BEGIN PROVIDED RECORDS

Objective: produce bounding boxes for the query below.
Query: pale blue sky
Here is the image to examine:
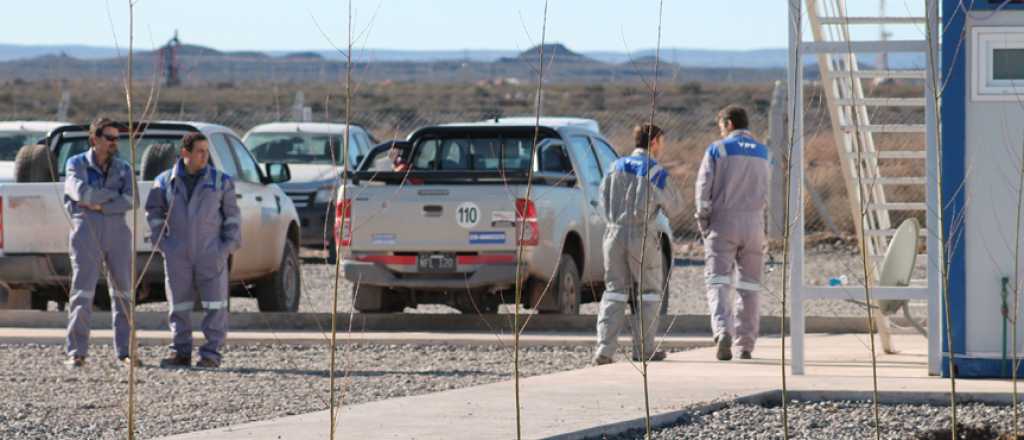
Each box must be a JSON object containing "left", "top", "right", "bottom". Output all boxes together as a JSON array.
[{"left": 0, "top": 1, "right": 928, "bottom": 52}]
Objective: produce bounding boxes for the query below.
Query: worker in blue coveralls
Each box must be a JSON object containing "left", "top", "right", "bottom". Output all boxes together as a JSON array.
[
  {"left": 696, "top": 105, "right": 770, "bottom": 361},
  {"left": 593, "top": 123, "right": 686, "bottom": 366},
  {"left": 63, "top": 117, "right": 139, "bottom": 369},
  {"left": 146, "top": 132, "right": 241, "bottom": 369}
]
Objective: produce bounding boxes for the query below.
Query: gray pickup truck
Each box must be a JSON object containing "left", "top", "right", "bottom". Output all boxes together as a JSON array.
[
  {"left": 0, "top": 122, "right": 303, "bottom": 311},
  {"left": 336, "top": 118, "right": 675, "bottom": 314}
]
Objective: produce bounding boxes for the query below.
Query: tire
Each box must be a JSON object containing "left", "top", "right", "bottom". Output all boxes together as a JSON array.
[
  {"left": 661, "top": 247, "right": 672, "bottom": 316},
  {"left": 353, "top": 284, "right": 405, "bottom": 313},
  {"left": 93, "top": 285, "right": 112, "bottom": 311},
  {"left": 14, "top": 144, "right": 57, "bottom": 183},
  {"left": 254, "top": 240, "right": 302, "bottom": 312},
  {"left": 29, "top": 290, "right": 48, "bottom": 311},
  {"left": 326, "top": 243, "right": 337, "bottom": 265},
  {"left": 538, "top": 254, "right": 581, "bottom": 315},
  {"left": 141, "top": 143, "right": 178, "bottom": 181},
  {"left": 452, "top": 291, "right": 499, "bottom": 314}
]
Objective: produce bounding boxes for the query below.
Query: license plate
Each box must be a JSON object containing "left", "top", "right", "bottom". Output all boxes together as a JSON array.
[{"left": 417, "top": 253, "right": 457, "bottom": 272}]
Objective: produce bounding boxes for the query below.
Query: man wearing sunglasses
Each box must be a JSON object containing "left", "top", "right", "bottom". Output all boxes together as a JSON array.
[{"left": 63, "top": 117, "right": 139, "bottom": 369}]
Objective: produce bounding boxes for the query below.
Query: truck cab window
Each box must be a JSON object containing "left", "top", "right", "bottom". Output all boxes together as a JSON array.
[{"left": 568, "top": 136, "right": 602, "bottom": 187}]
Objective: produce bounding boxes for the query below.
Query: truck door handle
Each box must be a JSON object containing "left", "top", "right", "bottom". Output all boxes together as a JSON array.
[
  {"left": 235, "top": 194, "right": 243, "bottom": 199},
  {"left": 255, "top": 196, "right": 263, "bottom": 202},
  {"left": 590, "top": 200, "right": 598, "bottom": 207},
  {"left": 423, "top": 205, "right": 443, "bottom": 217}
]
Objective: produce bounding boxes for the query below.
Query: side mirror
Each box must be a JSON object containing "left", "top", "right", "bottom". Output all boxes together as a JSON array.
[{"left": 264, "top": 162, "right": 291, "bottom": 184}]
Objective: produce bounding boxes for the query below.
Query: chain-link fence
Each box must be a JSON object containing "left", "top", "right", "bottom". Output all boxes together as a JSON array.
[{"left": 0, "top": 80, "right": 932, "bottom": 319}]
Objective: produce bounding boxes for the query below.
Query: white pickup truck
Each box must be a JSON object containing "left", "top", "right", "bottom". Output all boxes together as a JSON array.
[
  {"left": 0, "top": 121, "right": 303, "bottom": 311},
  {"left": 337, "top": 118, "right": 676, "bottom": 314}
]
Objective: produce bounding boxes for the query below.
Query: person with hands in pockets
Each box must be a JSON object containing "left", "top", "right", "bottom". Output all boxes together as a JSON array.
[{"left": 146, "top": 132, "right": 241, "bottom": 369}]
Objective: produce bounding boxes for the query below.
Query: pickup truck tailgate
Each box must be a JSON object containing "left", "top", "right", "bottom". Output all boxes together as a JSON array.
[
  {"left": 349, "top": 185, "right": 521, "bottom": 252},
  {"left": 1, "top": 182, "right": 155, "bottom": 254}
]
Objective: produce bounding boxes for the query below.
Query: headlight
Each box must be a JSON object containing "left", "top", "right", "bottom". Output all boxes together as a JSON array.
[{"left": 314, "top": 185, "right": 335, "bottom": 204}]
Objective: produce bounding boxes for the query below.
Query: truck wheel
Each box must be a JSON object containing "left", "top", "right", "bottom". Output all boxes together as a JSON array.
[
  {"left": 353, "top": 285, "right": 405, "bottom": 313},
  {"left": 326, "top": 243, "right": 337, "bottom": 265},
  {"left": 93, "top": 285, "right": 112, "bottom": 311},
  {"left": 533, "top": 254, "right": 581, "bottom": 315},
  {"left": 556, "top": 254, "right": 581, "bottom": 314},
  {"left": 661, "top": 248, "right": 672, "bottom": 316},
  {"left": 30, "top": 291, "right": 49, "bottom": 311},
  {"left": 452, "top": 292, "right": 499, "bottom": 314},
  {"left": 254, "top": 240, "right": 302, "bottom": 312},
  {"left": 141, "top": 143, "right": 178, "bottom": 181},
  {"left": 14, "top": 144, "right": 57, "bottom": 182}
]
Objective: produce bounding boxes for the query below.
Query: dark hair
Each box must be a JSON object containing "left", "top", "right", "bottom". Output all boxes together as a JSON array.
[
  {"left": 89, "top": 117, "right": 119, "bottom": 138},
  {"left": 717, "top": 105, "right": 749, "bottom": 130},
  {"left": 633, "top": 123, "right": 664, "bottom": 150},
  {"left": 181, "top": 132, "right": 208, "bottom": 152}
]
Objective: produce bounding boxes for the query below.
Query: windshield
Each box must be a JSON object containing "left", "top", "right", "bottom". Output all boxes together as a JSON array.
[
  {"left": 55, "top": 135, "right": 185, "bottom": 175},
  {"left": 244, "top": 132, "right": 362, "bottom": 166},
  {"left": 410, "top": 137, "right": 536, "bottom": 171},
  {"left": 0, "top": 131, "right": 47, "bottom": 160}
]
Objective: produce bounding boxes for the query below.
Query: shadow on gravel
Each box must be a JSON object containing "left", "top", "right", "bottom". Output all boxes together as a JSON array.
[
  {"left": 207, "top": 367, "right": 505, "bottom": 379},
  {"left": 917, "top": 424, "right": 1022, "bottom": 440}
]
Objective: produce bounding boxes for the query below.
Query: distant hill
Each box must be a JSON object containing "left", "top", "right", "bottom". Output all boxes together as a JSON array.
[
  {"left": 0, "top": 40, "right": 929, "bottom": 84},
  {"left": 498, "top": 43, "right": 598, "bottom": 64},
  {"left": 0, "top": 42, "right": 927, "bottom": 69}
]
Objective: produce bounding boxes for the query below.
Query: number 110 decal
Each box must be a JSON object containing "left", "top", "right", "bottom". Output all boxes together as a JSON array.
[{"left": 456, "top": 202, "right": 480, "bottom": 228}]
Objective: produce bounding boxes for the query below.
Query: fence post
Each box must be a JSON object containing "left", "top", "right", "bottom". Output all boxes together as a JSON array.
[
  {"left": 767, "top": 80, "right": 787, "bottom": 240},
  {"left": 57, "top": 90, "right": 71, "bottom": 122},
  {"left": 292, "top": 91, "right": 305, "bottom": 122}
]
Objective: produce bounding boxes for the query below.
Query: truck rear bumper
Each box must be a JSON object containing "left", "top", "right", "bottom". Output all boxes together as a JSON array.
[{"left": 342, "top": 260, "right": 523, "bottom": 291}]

END PROVIDED RECORDS
BEGIN PROVIDED RECORDS

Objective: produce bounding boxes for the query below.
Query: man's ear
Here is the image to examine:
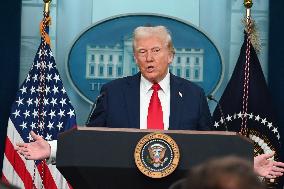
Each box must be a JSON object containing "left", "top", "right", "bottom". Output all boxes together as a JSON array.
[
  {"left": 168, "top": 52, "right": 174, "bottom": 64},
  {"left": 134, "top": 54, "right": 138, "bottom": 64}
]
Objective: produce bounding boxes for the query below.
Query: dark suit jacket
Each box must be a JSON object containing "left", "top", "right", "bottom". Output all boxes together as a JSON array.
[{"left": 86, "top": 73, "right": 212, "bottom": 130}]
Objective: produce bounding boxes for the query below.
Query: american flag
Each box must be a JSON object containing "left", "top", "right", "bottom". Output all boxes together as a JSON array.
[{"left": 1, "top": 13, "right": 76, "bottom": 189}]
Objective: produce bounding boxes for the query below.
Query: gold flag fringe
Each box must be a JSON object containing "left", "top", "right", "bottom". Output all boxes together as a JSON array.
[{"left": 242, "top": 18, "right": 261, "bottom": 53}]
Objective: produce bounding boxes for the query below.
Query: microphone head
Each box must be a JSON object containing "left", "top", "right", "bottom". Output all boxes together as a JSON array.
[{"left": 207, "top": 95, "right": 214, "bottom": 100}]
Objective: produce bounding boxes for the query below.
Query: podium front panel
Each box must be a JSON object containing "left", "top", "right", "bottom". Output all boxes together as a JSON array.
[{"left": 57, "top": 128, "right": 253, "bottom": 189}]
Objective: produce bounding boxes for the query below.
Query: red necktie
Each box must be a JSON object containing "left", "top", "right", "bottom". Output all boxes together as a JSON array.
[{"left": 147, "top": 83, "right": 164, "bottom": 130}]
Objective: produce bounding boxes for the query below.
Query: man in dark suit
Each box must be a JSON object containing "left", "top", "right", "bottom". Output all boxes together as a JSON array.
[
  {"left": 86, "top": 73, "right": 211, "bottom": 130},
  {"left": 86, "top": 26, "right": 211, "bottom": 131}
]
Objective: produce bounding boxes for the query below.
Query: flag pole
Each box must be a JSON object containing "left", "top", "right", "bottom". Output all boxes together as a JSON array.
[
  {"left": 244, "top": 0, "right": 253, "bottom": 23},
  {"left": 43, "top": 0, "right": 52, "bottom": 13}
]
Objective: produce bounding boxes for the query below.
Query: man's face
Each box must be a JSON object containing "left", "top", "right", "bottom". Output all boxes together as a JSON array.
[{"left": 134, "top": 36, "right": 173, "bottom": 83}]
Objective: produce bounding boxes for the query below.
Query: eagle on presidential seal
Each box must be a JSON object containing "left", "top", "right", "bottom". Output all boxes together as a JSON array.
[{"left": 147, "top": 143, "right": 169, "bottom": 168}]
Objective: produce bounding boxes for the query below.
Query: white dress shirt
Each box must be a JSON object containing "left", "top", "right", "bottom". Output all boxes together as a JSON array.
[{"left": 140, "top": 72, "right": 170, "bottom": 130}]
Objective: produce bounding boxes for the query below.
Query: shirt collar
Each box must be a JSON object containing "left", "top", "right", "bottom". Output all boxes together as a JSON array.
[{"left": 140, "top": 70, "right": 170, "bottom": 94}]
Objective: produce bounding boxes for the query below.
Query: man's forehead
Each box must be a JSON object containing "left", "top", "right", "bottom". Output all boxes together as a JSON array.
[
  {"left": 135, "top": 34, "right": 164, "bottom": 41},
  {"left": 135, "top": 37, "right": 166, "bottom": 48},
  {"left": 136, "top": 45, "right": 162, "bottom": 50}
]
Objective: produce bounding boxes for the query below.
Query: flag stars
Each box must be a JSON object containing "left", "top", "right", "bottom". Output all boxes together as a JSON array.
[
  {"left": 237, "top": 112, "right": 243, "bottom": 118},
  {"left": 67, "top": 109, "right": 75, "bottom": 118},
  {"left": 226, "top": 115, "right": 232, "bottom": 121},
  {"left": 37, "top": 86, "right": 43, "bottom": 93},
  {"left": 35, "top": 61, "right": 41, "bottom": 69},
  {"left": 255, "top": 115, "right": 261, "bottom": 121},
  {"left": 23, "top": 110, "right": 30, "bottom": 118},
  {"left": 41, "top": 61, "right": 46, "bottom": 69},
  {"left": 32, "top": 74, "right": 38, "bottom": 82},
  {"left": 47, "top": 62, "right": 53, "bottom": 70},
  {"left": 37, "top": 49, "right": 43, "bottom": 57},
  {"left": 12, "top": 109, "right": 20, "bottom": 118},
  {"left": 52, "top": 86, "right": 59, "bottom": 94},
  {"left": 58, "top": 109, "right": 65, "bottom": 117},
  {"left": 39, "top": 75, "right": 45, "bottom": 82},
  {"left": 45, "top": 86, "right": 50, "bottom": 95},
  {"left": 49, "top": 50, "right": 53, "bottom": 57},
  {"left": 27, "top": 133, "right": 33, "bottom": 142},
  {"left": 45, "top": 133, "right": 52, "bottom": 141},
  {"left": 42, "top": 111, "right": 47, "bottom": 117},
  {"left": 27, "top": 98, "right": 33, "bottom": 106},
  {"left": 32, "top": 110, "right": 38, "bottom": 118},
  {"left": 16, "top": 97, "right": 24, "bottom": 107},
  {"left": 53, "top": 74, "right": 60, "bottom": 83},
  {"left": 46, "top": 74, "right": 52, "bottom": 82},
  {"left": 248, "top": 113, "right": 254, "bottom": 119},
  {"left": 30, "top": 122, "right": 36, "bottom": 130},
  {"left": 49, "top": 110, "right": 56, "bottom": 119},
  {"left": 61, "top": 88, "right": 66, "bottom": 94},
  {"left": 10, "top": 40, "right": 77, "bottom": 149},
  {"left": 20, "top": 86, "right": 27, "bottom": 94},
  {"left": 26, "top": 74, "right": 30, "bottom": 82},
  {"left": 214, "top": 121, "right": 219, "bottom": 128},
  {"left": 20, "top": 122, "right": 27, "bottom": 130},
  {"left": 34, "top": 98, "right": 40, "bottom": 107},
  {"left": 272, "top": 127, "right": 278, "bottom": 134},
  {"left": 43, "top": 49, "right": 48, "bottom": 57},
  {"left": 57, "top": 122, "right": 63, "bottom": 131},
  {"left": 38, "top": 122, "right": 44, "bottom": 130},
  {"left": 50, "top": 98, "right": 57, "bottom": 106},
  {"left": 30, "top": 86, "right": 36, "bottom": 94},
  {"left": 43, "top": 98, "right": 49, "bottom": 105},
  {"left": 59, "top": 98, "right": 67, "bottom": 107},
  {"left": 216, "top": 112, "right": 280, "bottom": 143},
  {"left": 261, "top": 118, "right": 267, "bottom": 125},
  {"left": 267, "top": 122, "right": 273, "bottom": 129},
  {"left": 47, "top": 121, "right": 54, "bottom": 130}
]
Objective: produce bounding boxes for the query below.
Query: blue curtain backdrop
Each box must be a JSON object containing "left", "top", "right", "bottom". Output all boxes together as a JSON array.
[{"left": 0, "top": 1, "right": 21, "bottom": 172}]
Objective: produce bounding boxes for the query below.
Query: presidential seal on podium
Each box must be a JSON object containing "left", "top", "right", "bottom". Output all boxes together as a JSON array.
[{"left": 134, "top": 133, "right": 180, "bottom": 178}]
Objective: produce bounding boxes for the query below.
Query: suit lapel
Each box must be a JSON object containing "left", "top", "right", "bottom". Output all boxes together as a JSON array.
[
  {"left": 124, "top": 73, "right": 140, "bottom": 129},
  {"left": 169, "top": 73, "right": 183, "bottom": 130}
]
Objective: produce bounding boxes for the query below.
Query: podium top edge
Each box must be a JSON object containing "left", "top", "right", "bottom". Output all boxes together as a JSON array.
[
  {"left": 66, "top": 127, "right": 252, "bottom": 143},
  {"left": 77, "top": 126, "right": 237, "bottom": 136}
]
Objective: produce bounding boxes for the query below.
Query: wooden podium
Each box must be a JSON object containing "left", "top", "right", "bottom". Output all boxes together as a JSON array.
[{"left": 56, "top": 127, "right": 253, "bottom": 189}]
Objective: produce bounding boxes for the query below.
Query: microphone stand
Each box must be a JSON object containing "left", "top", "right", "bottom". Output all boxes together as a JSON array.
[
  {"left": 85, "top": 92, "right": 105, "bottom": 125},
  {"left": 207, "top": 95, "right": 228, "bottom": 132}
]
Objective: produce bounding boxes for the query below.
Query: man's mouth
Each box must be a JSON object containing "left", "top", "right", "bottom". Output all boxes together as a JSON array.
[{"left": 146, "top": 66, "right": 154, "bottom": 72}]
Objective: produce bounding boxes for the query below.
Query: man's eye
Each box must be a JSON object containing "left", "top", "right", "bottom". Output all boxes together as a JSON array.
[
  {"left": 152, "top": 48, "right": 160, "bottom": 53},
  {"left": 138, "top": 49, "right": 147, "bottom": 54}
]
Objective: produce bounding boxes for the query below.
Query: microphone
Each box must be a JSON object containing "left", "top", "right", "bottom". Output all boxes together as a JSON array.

END PROVIDED RECORDS

EXERCISE OBJECTIVE: From the data above, copy each line that has the string "dark".

ANSWER SECTION:
Query: dark hair
Query: dark suit jacket
Query: man in dark suit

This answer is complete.